Region annotation items
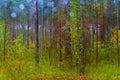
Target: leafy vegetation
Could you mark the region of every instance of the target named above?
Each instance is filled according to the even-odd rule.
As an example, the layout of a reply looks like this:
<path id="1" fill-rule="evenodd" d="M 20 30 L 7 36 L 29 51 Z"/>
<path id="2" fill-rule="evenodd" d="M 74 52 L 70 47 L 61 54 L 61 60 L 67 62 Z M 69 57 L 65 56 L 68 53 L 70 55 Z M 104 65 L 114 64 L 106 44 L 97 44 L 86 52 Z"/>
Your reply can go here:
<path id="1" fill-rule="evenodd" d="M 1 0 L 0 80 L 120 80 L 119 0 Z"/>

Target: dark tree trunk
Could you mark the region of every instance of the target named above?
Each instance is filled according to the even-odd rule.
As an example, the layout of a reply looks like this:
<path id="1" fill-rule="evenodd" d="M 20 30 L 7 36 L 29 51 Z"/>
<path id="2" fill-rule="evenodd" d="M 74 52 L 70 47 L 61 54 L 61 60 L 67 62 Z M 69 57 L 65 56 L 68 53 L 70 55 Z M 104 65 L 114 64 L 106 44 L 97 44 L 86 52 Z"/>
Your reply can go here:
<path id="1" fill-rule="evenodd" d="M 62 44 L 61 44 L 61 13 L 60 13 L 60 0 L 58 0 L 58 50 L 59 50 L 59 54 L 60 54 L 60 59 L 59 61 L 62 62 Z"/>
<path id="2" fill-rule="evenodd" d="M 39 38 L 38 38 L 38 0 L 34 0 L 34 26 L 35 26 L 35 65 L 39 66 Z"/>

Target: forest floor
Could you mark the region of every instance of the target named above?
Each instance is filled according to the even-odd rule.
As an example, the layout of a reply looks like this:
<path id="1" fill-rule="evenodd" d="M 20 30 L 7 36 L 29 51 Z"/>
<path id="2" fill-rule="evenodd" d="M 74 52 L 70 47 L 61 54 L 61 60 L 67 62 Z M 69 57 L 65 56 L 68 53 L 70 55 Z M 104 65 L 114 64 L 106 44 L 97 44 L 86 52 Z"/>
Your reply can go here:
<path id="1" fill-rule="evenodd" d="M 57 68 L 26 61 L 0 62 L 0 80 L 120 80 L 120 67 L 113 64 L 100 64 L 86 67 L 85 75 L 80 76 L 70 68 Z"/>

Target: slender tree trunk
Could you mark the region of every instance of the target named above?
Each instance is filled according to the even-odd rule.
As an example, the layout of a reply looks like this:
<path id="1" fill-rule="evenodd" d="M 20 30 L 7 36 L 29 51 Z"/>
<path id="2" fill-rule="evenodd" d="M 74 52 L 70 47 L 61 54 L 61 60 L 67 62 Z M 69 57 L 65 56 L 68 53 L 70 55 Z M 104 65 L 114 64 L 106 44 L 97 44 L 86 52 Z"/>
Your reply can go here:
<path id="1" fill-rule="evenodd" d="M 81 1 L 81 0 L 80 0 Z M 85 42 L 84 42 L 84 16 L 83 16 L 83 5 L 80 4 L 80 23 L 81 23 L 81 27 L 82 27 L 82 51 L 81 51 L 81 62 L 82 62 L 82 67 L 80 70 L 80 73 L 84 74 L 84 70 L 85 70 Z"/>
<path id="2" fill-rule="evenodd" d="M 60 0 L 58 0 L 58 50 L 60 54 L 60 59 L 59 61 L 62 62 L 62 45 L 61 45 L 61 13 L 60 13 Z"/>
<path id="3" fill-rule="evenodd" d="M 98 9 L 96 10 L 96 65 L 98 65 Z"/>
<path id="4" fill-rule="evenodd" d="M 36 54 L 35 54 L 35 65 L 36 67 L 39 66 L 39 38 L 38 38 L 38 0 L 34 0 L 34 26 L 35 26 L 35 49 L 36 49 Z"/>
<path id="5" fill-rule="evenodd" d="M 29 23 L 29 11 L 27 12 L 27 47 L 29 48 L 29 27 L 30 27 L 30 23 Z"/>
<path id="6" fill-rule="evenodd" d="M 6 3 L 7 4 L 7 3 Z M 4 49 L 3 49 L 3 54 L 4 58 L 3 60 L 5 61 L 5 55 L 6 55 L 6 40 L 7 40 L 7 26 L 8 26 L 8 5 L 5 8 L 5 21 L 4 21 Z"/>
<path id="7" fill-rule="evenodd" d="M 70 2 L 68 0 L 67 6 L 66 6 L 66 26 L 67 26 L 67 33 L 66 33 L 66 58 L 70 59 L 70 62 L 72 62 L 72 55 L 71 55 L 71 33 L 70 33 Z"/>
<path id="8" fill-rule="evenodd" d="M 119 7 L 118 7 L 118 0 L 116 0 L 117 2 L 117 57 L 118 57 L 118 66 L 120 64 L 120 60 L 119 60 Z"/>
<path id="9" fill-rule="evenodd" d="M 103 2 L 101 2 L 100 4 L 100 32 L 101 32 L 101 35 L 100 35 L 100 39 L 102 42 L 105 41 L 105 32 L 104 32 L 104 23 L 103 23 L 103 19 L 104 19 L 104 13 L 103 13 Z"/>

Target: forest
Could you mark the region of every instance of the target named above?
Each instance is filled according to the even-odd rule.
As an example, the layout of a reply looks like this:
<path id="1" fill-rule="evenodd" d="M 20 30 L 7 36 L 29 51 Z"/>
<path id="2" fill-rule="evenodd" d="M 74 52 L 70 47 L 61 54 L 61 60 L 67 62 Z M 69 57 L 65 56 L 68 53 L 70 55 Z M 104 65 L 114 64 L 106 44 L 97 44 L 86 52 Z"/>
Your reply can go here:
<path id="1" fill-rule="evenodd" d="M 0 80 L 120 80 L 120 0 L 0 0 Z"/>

■ EXERCISE OBJECTIVE ■
Scale every coordinate in the answers by 0.75, rounding to whole numbers with halves going up, and write out again the lines from the start of the data through the line holding "120 80 L 119", inclusive, with the requests and their sample formats kept as they are. Give only those lines, and leave the pictures out.

■ COMPLETE ANSWER ■
Target: leafy vegetation
Could you mark the region of every instance of the target named above?
Each instance is filled according to the even-odd rule.
As an example, the layout of a reply looks like this:
<path id="1" fill-rule="evenodd" d="M 20 30 L 7 36 L 29 51 Z"/>
<path id="2" fill-rule="evenodd" d="M 74 52 L 70 47 L 61 54 L 61 60 L 67 62 Z M 69 57 L 65 56 L 68 53 L 70 55 Z M 104 65 L 114 64 L 106 44 L 97 44 L 86 52 Z"/>
Your reply can go here:
<path id="1" fill-rule="evenodd" d="M 1 0 L 0 60 L 90 60 L 89 0 Z"/>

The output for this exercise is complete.